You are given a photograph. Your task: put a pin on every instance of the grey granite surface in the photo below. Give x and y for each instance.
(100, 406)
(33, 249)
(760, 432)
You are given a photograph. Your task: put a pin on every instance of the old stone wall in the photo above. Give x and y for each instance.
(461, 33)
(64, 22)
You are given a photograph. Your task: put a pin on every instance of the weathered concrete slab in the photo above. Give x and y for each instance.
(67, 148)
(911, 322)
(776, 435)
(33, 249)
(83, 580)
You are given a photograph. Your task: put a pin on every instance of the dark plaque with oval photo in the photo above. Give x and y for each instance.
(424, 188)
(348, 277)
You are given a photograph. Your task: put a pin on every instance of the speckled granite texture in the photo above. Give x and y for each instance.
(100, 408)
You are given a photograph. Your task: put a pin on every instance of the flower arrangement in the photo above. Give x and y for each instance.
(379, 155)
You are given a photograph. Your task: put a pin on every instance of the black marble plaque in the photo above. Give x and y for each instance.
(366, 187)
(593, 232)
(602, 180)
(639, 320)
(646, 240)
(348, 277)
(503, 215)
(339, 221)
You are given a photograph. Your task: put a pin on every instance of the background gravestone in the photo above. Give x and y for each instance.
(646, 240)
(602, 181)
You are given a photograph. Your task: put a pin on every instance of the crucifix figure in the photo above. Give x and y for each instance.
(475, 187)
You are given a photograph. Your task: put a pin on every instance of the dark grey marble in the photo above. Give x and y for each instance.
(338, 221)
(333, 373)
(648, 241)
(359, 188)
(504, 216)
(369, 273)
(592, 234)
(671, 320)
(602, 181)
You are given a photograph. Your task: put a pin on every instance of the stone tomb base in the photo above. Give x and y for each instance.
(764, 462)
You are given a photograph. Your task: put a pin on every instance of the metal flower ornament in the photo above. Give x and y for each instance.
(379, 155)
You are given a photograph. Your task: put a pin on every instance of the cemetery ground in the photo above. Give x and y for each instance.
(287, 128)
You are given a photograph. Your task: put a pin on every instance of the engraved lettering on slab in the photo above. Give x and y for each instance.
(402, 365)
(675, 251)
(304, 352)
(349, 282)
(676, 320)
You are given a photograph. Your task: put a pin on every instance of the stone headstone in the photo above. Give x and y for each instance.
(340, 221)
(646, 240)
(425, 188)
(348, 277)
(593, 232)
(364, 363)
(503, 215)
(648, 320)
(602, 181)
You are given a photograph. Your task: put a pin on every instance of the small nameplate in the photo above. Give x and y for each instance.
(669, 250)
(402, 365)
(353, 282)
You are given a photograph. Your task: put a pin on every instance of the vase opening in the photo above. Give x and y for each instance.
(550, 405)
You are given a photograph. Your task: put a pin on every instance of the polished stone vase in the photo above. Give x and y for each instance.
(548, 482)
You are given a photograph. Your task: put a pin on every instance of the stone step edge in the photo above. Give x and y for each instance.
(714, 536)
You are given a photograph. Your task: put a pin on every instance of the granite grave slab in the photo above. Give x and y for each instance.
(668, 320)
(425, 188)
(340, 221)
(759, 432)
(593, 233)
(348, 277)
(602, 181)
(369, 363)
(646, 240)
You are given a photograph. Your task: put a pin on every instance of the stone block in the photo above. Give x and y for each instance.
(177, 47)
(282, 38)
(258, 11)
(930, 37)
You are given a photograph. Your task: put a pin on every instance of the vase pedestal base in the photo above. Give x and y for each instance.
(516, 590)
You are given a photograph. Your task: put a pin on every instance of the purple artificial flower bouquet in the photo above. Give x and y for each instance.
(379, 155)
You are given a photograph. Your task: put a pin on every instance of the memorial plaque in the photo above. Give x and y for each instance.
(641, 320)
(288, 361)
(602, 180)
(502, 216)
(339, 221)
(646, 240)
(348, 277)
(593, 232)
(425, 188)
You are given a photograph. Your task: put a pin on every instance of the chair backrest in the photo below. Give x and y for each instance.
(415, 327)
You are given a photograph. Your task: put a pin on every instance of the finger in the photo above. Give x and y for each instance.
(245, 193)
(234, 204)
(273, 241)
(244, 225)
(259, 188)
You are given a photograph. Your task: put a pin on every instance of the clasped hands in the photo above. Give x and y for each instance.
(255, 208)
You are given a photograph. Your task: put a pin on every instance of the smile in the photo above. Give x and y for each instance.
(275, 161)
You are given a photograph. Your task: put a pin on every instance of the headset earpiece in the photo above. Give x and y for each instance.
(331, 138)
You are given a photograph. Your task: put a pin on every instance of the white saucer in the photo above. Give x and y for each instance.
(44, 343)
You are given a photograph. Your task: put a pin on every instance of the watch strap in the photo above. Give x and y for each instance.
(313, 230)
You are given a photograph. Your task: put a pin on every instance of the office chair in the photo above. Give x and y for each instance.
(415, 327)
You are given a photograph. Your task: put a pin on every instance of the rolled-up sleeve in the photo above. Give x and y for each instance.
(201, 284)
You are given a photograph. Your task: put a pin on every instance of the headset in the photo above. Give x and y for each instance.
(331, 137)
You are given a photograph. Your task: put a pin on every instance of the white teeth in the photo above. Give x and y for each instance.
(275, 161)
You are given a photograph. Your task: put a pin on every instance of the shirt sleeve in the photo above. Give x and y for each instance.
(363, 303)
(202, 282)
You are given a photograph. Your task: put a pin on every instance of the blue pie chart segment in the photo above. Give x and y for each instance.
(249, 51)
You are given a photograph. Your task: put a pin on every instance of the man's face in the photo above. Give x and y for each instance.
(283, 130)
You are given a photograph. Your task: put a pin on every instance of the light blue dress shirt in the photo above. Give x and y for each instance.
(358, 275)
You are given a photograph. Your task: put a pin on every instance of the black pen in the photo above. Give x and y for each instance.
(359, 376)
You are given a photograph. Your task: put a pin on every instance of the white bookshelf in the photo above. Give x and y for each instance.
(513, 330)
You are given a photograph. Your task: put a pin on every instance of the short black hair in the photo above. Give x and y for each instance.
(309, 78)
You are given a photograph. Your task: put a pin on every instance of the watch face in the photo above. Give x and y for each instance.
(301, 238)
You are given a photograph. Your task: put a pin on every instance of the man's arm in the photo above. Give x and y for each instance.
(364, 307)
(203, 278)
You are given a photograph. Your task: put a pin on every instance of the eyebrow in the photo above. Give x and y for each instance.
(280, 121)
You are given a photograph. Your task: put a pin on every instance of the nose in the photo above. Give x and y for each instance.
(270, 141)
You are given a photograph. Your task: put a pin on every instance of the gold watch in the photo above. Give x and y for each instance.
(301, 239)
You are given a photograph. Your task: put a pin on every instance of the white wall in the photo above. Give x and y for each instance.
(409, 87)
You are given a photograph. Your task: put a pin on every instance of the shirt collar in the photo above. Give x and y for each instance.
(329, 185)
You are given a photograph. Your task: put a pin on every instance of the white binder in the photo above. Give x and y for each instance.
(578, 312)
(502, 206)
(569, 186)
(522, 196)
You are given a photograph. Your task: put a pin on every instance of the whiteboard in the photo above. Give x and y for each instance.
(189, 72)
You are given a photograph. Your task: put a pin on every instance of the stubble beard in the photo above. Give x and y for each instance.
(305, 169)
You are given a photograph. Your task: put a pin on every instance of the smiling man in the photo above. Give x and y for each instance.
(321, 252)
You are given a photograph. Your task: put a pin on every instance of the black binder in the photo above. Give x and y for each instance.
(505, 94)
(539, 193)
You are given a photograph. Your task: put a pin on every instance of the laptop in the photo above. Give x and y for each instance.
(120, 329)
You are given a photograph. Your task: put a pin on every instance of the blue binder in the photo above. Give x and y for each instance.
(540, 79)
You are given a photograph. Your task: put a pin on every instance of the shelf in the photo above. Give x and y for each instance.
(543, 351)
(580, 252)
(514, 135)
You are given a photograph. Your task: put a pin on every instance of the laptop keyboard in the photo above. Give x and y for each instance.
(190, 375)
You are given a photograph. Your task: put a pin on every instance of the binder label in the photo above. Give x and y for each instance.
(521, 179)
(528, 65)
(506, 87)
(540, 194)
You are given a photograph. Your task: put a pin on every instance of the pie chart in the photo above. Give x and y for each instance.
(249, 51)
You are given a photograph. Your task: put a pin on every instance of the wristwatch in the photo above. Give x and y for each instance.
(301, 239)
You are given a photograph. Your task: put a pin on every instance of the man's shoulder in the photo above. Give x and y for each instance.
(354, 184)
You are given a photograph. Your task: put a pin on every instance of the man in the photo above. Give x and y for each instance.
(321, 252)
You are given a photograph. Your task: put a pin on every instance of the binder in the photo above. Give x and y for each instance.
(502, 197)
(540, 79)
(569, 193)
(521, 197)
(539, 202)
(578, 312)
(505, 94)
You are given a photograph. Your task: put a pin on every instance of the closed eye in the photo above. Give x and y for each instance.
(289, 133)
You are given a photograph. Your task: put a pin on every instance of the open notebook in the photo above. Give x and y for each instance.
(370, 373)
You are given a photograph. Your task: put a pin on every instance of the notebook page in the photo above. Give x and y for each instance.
#####
## What is being asked
Each line from the one containing "of the open" through the end of the material must be output exactly, and no other line.

## Exercise output
You are given a photograph. Your task: put a pin on every instance of the open notebook in the photo above. Give x and y for each instance.
(370, 373)
You are given a photograph. Your task: put a pin on every instance of the notebook page in the photo above. Give x and y for each instance.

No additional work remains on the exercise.